Mme Michèle Alliot-Marie, ministre d'État.  - Oui, la garde à vue est trop importante ; notre droit doit être modernisé. Je me réjouis de l'impatience de Mme Boumediene-Thiery, qui réclamait naguère plus de temps pour la concertation ! (Rires à droite) Nous avons quinze jours de retard, c'est peu pour un texte de cette importance, il sera déposé à l'Assemblée nationale dès qu'il reviendra du Conseil d'État. Il compte 1 300 articles, la garde à vue n'en sera qu'une partie qu'on ne saurait détacher complètement sans perdre en cohérence. Mais nous pourrons regarder ensemble cet été comment identifier les 200 ou 300 articles qui pourraient former bloc.

M. Jean-Jacques Hyest.  - Merci. Trois mois ne suffiront pas, mais les parquets peuvent rappeler aux force de l'ordre que la garde à vue ne saurait être banalisée : des progrès sont à faire ! S'ils sont actifs, le nombre de gardes à vue diminuera. (Applaudissements à droite et au centre)

La séance, suspendue à 17 h 45, reprend à 18 heures.

Mise au point au sujet de votes

M. Philippe Adnot.  - Lors du scrutin public sur l'ensemble du projet de loi organique relatif au défenseur des droits, les sénateurs non inscrits n'ont pas pris part au vote alors qu'ils souhaitaient voter pour, à l'exception de M. Türk qui souhaitait s'abstenir.

Toujours lors de l'examen du projet de loi organique relatif au défenseur des droits, M. Türk a voté contre l'amendement n°68 rectifié à l'article 4 et contre l'amendement n°69 rectifié à l'article 8, alors qu'il souhaitait s'abstenir.

M. le président.  - Votre mise au point sera publiée au Journal Officiel.

Démocratie sociale (Procédure accélérée - Suite)

Discussion générale (Suite)

M. le président.  - Nous reprenons la discussion du projet de loi relatif à la démocratie sociale.

M. Éric Woerth, ministre du travail, de la solidarité et de la fonction publique.  - Ne faites pas dire à ce texte autre chose que ce qu'il dit. Son objectif n'était pas d'assurer une représentation des salariés dans les TPE : Il s'agit seulement d'assurer la représentation syndicale au niveau national ! M. Gournac l'a fort bien dit : on est dans la continuité de la loi de 2008. Il ne faut pas avoir peur de l'élection en matière sociale non plus.

Je ne désespère que de vous convaincre qu'il y a bien un lien avec les élections prud'homales : nous parlons bien de représentativité. Ces élections ont un coût supérieur par votant à celui de la présidentielle. M. Richard nous propose trois pistes : supprimer le vote à l'urne, désigner les juges sur la base de la représentativité mesurée selon les tests d'aujourd'hui, faire élire les juges par un corps restreint intermédiaire. Nous verrons ; nous en parlerons avec les partenaires sociaux et avec les parlementaires.

Non, madame David, il n'y a pas passage en force sur les élections prud'homales ; nous faisons en sorte de faire les choses tranquillement. Ce texte n'a pas d'ambition ? Si, exactement celle que nous voulons lui donner.

- - -

**Consignes**
**A.** Recopiez le passage de l'extrait qui commence par les mots contenant « M. le président.  - Votre » et se termine par « la démocratie sociale. ».
**B.** Répondez à ces questions d'après l'extrait :
(i) Combien d'articles compte le texte dont parle Mme Alliot-Marie ?
(ii) À quelle heure la séance reprend-elle ?
(iii) Contre quels amendements M. Türk a-t-il voté ?
Les données fournies plus bas ne jouent aucun rôle ici.

Données de pointage d'expressions référentielles:
- - -

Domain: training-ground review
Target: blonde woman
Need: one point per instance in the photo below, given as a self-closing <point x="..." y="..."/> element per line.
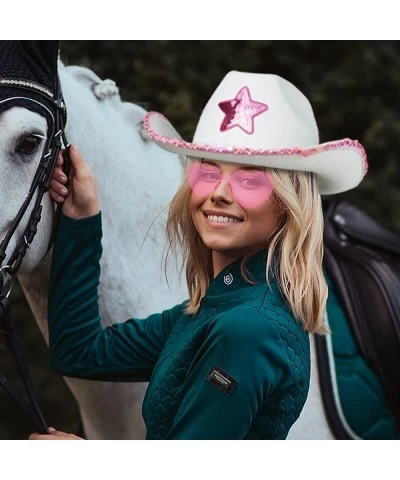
<point x="233" y="361"/>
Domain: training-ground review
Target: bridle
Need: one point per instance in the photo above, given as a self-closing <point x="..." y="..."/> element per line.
<point x="40" y="184"/>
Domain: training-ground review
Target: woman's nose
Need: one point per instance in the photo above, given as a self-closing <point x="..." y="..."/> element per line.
<point x="222" y="192"/>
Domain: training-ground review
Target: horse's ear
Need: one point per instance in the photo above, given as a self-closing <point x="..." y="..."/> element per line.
<point x="44" y="53"/>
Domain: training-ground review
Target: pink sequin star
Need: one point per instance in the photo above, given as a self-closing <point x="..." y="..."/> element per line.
<point x="240" y="111"/>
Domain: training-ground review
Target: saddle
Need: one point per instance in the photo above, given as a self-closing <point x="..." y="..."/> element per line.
<point x="362" y="260"/>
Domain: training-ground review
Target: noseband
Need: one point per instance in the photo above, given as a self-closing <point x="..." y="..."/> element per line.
<point x="40" y="184"/>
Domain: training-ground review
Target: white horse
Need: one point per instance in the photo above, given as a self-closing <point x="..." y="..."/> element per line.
<point x="136" y="180"/>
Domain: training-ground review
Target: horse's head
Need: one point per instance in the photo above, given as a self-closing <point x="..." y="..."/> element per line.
<point x="27" y="72"/>
<point x="23" y="135"/>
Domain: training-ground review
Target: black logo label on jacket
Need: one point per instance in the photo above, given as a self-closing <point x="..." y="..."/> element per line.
<point x="222" y="380"/>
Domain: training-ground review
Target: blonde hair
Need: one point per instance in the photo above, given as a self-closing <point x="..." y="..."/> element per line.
<point x="296" y="243"/>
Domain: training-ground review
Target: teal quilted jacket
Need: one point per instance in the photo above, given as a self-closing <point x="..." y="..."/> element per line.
<point x="238" y="369"/>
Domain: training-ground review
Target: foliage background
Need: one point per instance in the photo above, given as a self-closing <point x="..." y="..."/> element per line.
<point x="352" y="85"/>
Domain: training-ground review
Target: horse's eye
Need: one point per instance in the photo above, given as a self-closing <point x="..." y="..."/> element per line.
<point x="29" y="144"/>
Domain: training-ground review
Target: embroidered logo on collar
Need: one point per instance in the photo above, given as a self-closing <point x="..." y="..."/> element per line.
<point x="222" y="380"/>
<point x="228" y="279"/>
<point x="240" y="111"/>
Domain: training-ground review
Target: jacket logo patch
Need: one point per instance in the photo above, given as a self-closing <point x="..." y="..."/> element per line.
<point x="222" y="380"/>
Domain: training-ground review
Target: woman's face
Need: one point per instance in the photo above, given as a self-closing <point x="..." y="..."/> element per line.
<point x="233" y="207"/>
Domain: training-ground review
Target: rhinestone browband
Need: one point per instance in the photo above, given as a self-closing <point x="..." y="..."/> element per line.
<point x="24" y="84"/>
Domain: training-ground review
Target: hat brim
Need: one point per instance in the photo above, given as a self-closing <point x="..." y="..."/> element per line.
<point x="339" y="165"/>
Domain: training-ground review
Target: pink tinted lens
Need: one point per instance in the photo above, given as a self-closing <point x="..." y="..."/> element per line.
<point x="250" y="188"/>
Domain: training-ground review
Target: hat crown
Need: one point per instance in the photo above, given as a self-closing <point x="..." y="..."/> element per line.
<point x="255" y="110"/>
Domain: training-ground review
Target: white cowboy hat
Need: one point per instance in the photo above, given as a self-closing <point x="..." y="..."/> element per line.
<point x="264" y="120"/>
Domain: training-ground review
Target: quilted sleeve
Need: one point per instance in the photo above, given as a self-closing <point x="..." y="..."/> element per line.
<point x="241" y="363"/>
<point x="78" y="344"/>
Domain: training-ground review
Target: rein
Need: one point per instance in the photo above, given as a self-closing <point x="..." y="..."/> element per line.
<point x="40" y="184"/>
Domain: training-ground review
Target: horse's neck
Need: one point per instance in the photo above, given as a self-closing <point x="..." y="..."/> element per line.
<point x="135" y="181"/>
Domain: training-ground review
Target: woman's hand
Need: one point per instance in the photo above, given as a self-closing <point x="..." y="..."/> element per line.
<point x="54" y="435"/>
<point x="81" y="200"/>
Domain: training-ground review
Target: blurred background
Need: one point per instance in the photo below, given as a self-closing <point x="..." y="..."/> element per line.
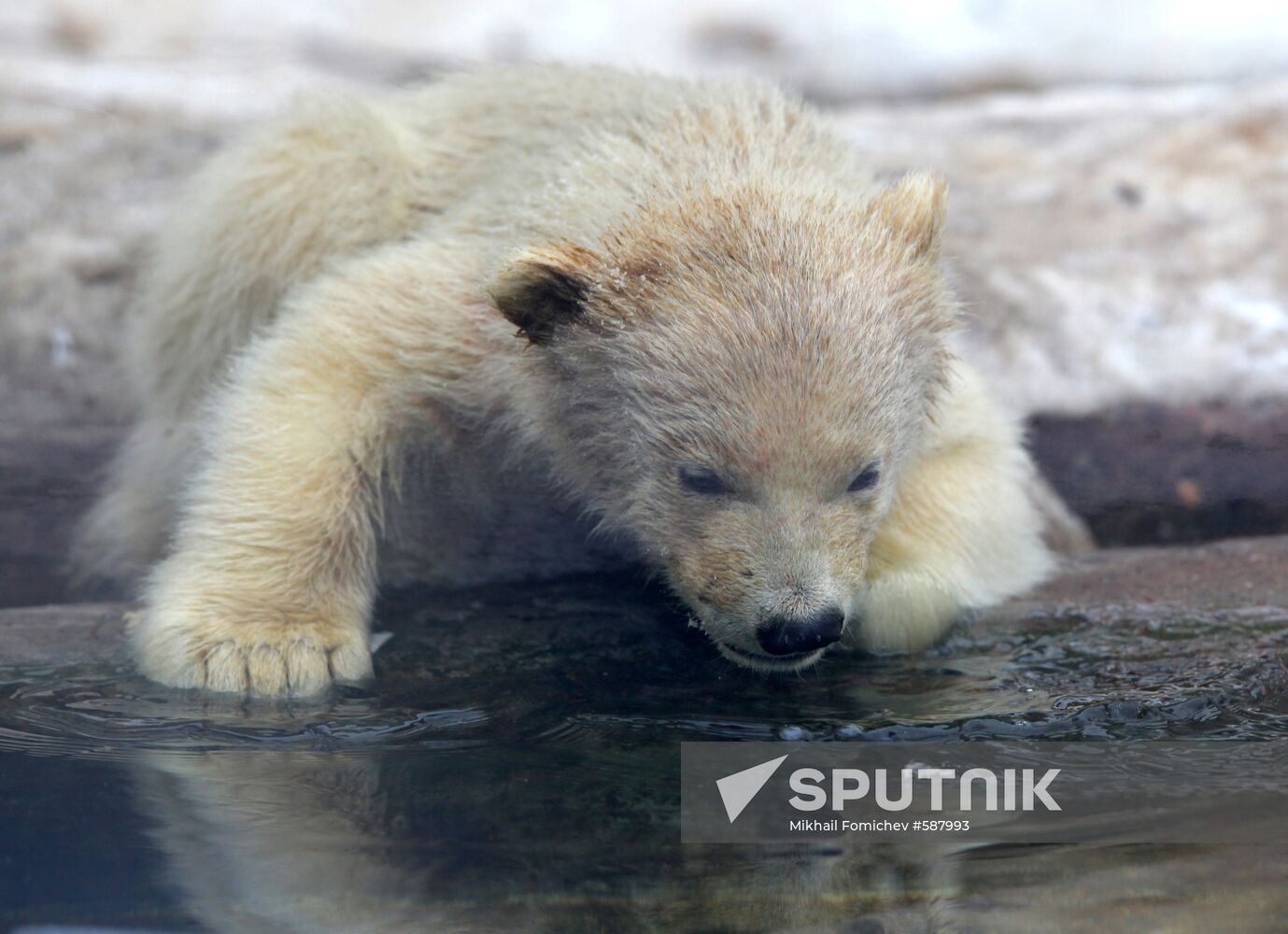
<point x="1118" y="209"/>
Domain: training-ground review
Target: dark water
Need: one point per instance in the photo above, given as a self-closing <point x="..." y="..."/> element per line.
<point x="516" y="767"/>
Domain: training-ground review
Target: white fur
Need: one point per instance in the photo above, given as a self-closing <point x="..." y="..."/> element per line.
<point x="327" y="298"/>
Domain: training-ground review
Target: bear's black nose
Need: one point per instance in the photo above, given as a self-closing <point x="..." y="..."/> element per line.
<point x="785" y="635"/>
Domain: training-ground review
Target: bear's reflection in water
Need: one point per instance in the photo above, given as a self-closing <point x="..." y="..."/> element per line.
<point x="476" y="839"/>
<point x="464" y="841"/>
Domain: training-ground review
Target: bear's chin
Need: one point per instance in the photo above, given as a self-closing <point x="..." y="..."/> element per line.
<point x="761" y="661"/>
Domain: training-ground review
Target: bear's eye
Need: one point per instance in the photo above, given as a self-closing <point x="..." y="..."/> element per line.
<point x="702" y="481"/>
<point x="866" y="479"/>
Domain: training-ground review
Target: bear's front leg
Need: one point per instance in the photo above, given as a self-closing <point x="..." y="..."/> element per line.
<point x="269" y="585"/>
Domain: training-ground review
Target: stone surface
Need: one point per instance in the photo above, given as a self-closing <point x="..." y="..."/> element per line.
<point x="1153" y="473"/>
<point x="1111" y="245"/>
<point x="1232" y="581"/>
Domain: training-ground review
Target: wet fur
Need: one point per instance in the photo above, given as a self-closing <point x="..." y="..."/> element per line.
<point x="696" y="272"/>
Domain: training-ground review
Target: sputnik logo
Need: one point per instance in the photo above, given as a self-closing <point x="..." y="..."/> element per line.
<point x="738" y="788"/>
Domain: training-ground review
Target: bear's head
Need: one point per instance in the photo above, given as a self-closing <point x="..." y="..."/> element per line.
<point x="738" y="379"/>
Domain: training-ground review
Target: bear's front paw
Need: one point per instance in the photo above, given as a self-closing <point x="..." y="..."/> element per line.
<point x="248" y="655"/>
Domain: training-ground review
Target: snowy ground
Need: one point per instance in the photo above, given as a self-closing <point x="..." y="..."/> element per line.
<point x="1113" y="241"/>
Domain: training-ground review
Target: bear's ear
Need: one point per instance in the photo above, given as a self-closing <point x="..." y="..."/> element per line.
<point x="544" y="289"/>
<point x="913" y="209"/>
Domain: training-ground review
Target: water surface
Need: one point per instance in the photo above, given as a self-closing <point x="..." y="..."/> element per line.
<point x="516" y="768"/>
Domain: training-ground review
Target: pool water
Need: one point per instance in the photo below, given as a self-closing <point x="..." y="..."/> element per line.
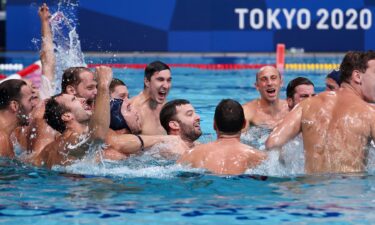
<point x="146" y="190"/>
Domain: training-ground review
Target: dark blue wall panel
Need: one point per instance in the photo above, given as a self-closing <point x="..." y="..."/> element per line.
<point x="201" y="25"/>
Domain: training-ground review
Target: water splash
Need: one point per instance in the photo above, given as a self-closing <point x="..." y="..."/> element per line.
<point x="67" y="44"/>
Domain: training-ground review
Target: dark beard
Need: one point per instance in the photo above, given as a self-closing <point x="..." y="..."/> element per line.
<point x="153" y="104"/>
<point x="23" y="119"/>
<point x="189" y="134"/>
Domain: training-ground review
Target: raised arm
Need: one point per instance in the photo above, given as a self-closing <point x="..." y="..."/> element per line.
<point x="289" y="127"/>
<point x="248" y="110"/>
<point x="47" y="55"/>
<point x="99" y="122"/>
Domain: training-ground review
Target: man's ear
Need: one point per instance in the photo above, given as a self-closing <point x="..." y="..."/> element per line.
<point x="147" y="82"/>
<point x="215" y="126"/>
<point x="174" y="125"/>
<point x="244" y="124"/>
<point x="71" y="90"/>
<point x="356" y="77"/>
<point x="256" y="85"/>
<point x="67" y="116"/>
<point x="14" y="106"/>
<point x="290" y="102"/>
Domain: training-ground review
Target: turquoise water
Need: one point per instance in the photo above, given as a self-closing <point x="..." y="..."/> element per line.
<point x="146" y="190"/>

- - -

**Réponses par consigne**
**A.**
M. le président.  - Votre mise au point sera publiée au Journal Officiel.

Démocratie sociale (Procédure accélérée - Suite)

Discussion générale (Suite)

M. le président.  - Nous reprenons la discussion du projet de loi relatif à la démocratie sociale.

**B.**
(i) 1 300 articles.
(ii) À 18 heures.
(iii) Contre l'amendement n°68 rectifié à l'article 4 et contre l'amendement n°69 rectifié à l'article 8.